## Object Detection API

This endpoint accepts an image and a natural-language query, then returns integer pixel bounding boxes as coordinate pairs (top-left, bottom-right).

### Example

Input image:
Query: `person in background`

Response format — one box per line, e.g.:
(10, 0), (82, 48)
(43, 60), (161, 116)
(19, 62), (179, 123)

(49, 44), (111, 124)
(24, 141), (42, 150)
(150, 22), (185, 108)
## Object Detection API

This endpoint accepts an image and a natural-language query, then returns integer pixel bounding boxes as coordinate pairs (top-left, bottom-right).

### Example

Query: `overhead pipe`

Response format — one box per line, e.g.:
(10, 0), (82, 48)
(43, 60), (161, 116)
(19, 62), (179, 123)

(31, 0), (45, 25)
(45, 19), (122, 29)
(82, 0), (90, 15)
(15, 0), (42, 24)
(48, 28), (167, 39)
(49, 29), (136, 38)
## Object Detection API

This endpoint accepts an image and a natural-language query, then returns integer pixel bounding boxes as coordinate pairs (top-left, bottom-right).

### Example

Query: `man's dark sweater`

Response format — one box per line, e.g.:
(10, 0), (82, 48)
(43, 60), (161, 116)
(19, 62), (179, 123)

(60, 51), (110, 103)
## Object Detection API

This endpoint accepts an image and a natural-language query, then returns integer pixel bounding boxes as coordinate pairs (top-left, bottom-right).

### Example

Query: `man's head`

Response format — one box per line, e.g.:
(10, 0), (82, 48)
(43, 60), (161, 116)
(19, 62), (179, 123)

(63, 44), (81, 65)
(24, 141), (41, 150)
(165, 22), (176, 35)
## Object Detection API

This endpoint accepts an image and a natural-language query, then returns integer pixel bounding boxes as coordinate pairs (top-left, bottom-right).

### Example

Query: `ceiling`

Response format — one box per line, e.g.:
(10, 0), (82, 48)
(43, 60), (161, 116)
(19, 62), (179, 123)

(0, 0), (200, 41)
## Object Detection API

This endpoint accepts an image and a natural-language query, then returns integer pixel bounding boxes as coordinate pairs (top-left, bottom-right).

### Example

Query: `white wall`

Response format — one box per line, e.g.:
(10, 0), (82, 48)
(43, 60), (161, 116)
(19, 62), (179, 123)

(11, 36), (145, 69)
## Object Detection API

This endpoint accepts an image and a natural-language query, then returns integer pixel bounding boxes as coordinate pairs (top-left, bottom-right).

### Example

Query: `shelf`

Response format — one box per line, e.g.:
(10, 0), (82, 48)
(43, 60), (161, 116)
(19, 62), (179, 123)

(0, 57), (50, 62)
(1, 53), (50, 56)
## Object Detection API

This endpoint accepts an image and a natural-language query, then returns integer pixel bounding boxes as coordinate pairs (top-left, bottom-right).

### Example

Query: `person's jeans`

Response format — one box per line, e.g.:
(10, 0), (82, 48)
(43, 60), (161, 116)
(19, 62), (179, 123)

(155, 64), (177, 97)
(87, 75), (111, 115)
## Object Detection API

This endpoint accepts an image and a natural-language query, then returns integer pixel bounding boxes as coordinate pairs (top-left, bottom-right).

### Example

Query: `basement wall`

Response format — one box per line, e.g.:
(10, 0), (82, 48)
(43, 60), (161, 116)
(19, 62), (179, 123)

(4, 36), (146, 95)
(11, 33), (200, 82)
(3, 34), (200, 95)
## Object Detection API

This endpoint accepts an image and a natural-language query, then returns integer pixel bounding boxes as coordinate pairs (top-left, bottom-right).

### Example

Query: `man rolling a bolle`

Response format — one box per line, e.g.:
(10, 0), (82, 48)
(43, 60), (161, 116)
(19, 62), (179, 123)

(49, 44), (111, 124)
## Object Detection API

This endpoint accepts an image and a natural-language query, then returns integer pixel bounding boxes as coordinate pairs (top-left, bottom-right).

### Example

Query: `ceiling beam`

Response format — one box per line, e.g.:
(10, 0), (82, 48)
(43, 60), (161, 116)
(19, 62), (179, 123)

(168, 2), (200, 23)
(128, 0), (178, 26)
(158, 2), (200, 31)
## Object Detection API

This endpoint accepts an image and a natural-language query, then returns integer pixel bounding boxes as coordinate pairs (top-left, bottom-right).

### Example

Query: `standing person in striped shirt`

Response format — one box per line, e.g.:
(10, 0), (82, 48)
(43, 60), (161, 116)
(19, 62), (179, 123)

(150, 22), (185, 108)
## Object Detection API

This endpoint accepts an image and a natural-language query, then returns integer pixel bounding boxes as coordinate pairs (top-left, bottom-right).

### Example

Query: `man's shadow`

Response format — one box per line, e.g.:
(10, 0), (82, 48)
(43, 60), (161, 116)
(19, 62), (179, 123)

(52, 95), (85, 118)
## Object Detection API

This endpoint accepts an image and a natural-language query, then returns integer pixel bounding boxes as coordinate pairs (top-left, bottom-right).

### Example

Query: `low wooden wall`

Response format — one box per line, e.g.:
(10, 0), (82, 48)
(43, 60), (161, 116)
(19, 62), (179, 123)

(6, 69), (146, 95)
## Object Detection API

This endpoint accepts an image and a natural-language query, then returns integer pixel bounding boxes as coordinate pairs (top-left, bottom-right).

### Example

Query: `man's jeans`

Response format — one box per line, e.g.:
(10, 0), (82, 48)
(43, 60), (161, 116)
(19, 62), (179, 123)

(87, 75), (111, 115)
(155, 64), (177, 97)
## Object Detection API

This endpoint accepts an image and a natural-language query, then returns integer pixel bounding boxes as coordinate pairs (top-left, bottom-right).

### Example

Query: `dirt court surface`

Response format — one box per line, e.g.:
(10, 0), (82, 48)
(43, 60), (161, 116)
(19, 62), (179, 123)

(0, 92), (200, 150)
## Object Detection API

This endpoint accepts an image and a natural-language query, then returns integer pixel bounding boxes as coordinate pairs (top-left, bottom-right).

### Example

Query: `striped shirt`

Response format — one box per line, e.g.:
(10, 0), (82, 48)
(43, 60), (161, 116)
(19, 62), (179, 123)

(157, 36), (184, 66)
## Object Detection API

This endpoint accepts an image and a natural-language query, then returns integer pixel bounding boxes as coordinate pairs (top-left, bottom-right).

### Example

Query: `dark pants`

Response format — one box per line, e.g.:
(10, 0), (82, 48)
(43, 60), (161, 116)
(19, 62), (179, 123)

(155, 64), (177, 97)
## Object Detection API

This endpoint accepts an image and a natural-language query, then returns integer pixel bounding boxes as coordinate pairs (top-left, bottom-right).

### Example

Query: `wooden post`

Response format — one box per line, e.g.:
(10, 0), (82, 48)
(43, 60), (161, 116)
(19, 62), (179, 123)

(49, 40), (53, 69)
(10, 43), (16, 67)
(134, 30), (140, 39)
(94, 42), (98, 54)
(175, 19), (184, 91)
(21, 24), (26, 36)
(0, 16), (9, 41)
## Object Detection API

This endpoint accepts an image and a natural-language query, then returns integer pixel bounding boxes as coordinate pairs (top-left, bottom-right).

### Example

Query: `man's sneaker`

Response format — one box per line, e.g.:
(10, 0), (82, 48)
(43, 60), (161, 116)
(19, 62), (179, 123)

....

How to complete this task — Reproduce all records exactly, without omissions.

Problem solution —
## Object Detection API

This endpoint accepts an image and a natural-language query, then returns integer pixel bounding boxes as coordinate pairs (top-left, bottom-right).

### Example

Input image:
Query: `person in background`

Response format — one box per line, e.g.:
(10, 0), (82, 48)
(43, 60), (161, 116)
(19, 62), (179, 123)

(49, 44), (111, 124)
(24, 141), (42, 150)
(150, 22), (185, 108)
## Object Detection API

This endpoint accepts an image and a natural-language query, then returns integer pixel bounding boxes as coordinate pairs (top-left, bottom-right).

### Example

Query: `overhead pipe`

Response format — one box per line, e.g.:
(10, 0), (82, 48)
(43, 60), (161, 116)
(19, 62), (179, 123)

(31, 0), (45, 25)
(45, 19), (122, 29)
(82, 0), (90, 15)
(15, 0), (42, 24)
(48, 28), (167, 39)
(49, 29), (136, 38)
## Object Detection API

This endpoint accepts an image and a natural-language query, then returns integer pixel bounding boxes as coordinate pairs (top-left, bottom-right).

### Example

Query: `man's dark sweater`

Response format — one box per line, e.g.:
(10, 0), (82, 48)
(43, 60), (161, 116)
(19, 62), (179, 123)

(60, 51), (110, 103)
## Object Detection API

This endpoint accepts an image and a natural-language query, then returns integer pixel bounding boxes as coordinate pairs (top-left, bottom-right).

### Example

Query: `man's head`

Response format — one box per line, e.g.:
(10, 0), (82, 48)
(43, 60), (161, 116)
(19, 62), (179, 123)

(63, 44), (81, 65)
(24, 141), (41, 150)
(165, 22), (176, 35)
## Object Detection API

This endpoint accepts an image and a natural-language query, then returns integer pixel bounding boxes as coordinate pairs (top-left, bottom-right).

### Example

Query: `ceiling`

Response format — one box per line, e.g.:
(10, 0), (82, 48)
(43, 60), (161, 116)
(19, 62), (179, 123)

(0, 0), (200, 41)
## Object Detection API

This endpoint accepts an image and a natural-language query, then returns integer pixel bounding boxes as coordinate pairs (top-left, bottom-right).

### Example

Query: `white wall`

Response format — one box per line, e.g.:
(10, 0), (82, 48)
(43, 60), (161, 116)
(19, 62), (179, 123)

(11, 36), (145, 69)
## Object Detection API

This endpoint accepts an image and a natural-language query, then returns integer pixel bounding boxes as coordinate pairs (top-left, bottom-right).

### Example

Query: `shelf`

Response format — one box per line, e.g.:
(10, 0), (82, 48)
(43, 60), (161, 116)
(19, 62), (179, 123)

(0, 57), (50, 62)
(1, 53), (50, 56)
## Object Detection API

This endpoint accepts an image and a natural-language query, then returns integer pixel bounding boxes as coordinate pairs (top-left, bottom-right).

### Example

Query: `person's jeans`

Response format — one box per line, e.g.:
(10, 0), (82, 48)
(43, 60), (161, 116)
(19, 62), (179, 123)

(155, 64), (177, 97)
(87, 75), (111, 115)
## Object Detection API

This endpoint accepts an image and a natural-language query, then returns integer pixel bounding boxes as coordinate pairs (top-left, bottom-right).

### Example

Query: `basement wall`

Response format — one box per line, e.g.:
(10, 0), (82, 48)
(43, 60), (161, 116)
(19, 62), (179, 123)

(4, 36), (146, 95)
(11, 33), (200, 82)
(3, 34), (200, 95)
## Object Detection API

This endpoint accepts an image and a natural-language query, then returns integer pixel bounding boxes as coordinate pairs (top-left, bottom-right).

### Example

Query: `man rolling a bolle`

Response format — one box per line, e.g.:
(10, 0), (82, 48)
(43, 60), (161, 116)
(19, 62), (179, 123)

(49, 44), (111, 124)
## Object Detection API

This endpoint accepts an image and a natural-language query, then returns integer pixel bounding boxes as coordinate pairs (top-left, bottom-right).

### Example

Query: `ceiling beam`

Response format — one box per line, e.g.:
(10, 0), (82, 48)
(43, 60), (161, 116)
(19, 62), (179, 123)

(168, 2), (200, 23)
(128, 0), (178, 26)
(158, 2), (200, 31)
## Object Detection API

This endpoint accepts an image and a natural-language query, then returns integer pixel bounding boxes as coordinate pairs (top-left, bottom-right).

### Example

Query: `standing person in striped shirt`

Response format — one box per line, e.g.:
(10, 0), (82, 48)
(43, 60), (161, 116)
(19, 62), (179, 123)

(150, 22), (185, 108)
## Object Detection API

This endpoint accepts an image and a natural-language query, then returns integer pixel bounding boxes as coordinate pairs (top-left, bottom-right).

### Example

Query: `man's shadow`

Response format — one box per line, e.g.:
(10, 0), (82, 48)
(43, 60), (161, 116)
(19, 62), (179, 123)

(52, 95), (85, 118)
## Object Detection API

This endpoint accepts an image and a natural-language query, then returns integer pixel bounding boxes as coordinate pairs (top-left, bottom-right).

### Example

Query: `low wooden wall`

Response format — one box per line, e.g.:
(10, 0), (82, 48)
(43, 60), (161, 116)
(19, 62), (179, 123)

(6, 69), (146, 95)
## Object Detection API

This endpoint accepts an image and a natural-language query, then returns integer pixel bounding boxes as coordinate pairs (top-left, bottom-right).

### Example

Query: `man's jeans`

Response format — one box per line, e.g.:
(10, 0), (82, 48)
(43, 60), (161, 116)
(19, 62), (179, 123)

(87, 75), (111, 115)
(155, 64), (177, 97)
## Object Detection API

This endpoint accepts an image and a natural-language query, then returns integer pixel bounding boxes as coordinate pairs (top-left, bottom-right).

### Example

Query: `dirt court surface`

Response format — one box per line, e.g.:
(10, 0), (82, 48)
(43, 60), (161, 116)
(19, 62), (179, 123)

(0, 92), (200, 150)
## Object Detection API

This endpoint accepts an image and a natural-language query, then returns integer pixel bounding boxes as coordinate pairs (top-left, bottom-right).

### Example

Query: `striped shirt`

Response format — one box per line, e.g.:
(10, 0), (82, 48)
(43, 60), (161, 116)
(19, 62), (179, 123)

(157, 36), (184, 66)
## Object Detection API

This endpoint accepts an image and a natural-language query, then returns integer pixel bounding boxes as coordinate pairs (top-left, bottom-right).

### Example

Query: `dark pants`

Response format — one box per line, e.g.:
(10, 0), (82, 48)
(43, 60), (161, 116)
(19, 62), (179, 123)

(155, 64), (177, 97)
## Object Detection API

This endpoint accepts an image and a natural-language query, then returns integer pixel bounding boxes as coordinate pairs (top-left, bottom-right).

### Example

Query: `wooden post`

Response format — one box per line, e.g.:
(10, 0), (82, 48)
(43, 60), (161, 116)
(19, 62), (179, 123)

(49, 40), (53, 69)
(10, 43), (16, 67)
(134, 30), (140, 39)
(94, 42), (98, 54)
(175, 19), (184, 91)
(21, 24), (26, 36)
(0, 16), (9, 41)
## Object Detection API

This endpoint accepts an image and a natural-language query, then returns integer pixel bounding boxes as coordinate pairs (top-left, bottom-right).

### Example

Query: `man's sneaker`

Response format — one box per line, e.g.:
(10, 0), (82, 48)
(43, 60), (161, 116)
(19, 62), (179, 123)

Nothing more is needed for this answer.